#### [The problem]
From the first line to the last, return the data exactly as written.

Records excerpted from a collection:
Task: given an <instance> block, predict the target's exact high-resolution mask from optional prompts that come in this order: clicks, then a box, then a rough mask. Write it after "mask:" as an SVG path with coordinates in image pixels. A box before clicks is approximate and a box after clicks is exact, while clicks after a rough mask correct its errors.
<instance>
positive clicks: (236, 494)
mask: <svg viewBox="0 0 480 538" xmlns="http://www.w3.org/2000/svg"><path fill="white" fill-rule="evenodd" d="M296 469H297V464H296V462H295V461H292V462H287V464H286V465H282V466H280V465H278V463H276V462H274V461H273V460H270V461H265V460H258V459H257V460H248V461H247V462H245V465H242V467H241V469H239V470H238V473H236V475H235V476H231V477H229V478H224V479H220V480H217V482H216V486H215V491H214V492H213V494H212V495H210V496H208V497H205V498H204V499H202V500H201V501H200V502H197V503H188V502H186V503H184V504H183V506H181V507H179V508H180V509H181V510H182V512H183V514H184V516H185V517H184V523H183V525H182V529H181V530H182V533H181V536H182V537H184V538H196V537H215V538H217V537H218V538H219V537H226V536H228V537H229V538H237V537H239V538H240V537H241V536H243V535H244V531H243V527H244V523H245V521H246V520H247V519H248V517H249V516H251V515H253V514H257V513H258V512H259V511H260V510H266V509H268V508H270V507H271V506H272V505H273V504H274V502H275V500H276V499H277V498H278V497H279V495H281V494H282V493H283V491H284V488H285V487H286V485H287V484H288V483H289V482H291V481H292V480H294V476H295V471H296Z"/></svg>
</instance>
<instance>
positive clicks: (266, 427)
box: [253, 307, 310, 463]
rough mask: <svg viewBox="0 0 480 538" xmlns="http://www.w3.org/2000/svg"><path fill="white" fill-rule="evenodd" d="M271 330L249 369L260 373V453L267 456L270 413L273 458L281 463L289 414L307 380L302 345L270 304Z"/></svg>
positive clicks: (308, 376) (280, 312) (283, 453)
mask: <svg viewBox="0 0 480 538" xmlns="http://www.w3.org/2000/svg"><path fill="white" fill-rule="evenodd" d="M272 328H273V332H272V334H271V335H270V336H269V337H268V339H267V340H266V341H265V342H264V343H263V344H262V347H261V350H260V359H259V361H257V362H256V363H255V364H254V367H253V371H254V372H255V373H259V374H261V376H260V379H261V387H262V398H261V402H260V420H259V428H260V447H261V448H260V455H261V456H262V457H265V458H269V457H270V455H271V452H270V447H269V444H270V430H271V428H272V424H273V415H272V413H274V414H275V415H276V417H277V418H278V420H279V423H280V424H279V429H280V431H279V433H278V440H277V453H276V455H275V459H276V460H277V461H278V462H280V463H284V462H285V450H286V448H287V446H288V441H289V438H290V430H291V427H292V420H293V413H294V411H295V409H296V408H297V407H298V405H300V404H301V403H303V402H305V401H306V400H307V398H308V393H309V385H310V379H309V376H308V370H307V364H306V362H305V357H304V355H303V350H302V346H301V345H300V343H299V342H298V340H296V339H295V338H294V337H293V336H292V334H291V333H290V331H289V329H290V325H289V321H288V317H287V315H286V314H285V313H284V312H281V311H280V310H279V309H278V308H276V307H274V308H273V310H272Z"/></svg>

#### [Exercise answer]
Task: given an <instance> block, predict the target's exact high-resolution mask from optional prompts that come in this order: clicks, then a box, then a rough mask. Write it after "mask:" as an SVG path with coordinates in image pixels. A box before clicks is approximate and a box after clicks is exact, while clicks after a rough mask correct its errors.
<instance>
positive clicks: (236, 494)
mask: <svg viewBox="0 0 480 538" xmlns="http://www.w3.org/2000/svg"><path fill="white" fill-rule="evenodd" d="M296 469H297V464H296V462H295V461H292V462H287V464H286V465H282V466H280V465H278V463H276V462H274V461H273V460H270V461H265V460H258V459H257V460H248V461H247V462H245V465H242V467H241V469H239V470H238V473H236V475H235V476H231V477H229V478H224V479H220V480H217V482H216V486H215V491H214V492H213V494H212V495H210V496H208V497H205V498H204V499H202V500H201V501H200V502H197V503H188V502H186V503H184V504H183V506H181V507H179V508H180V509H181V510H182V512H183V514H184V516H185V517H184V523H183V525H182V529H181V530H182V533H181V536H182V537H184V538H196V537H215V538H217V537H218V538H219V537H226V536H228V537H229V538H237V537H239V538H240V537H241V536H243V535H244V531H243V527H244V523H245V521H246V520H247V519H248V517H249V516H251V515H253V514H257V513H258V512H259V511H260V510H266V509H268V508H270V507H271V506H272V505H273V504H274V502H275V500H276V499H277V498H278V497H279V495H281V494H282V493H283V491H284V488H285V487H286V485H287V484H288V483H289V482H291V481H292V480H294V476H295V471H296Z"/></svg>
</instance>
<instance>
positive clicks: (266, 427)
box: [253, 307, 310, 463]
rough mask: <svg viewBox="0 0 480 538" xmlns="http://www.w3.org/2000/svg"><path fill="white" fill-rule="evenodd" d="M271 330L249 369L260 373V453L267 456L270 413L273 458L281 463L289 414L307 380L302 345L270 304Z"/></svg>
positive clicks: (308, 376) (280, 312) (283, 453)
mask: <svg viewBox="0 0 480 538" xmlns="http://www.w3.org/2000/svg"><path fill="white" fill-rule="evenodd" d="M272 328H273V332H272V334H271V335H270V336H269V337H268V339H267V340H266V341H265V342H264V343H263V344H262V347H261V350H260V359H259V361H257V362H256V363H255V364H254V367H253V371H254V372H255V373H259V374H261V376H260V379H261V387H262V398H261V402H260V420H259V428H260V447H261V448H260V455H261V456H262V457H265V458H269V457H270V455H271V452H270V447H269V444H270V430H271V428H272V424H273V415H272V413H274V414H275V415H276V417H277V418H278V420H279V423H280V424H279V429H280V431H279V433H278V440H277V453H276V455H275V459H276V460H277V461H278V462H280V463H284V462H285V450H286V448H287V446H288V441H289V438H290V430H291V427H292V420H293V413H294V411H295V409H296V408H297V407H298V405H300V404H301V403H303V402H305V401H306V400H307V398H308V393H309V385H310V379H309V376H308V370H307V364H306V362H305V357H304V355H303V350H302V346H301V345H300V343H299V342H298V340H296V339H295V338H294V337H293V336H292V334H291V333H290V331H289V329H290V325H289V321H288V317H287V315H286V314H285V313H284V312H281V311H280V310H279V309H278V308H276V307H274V308H273V310H272Z"/></svg>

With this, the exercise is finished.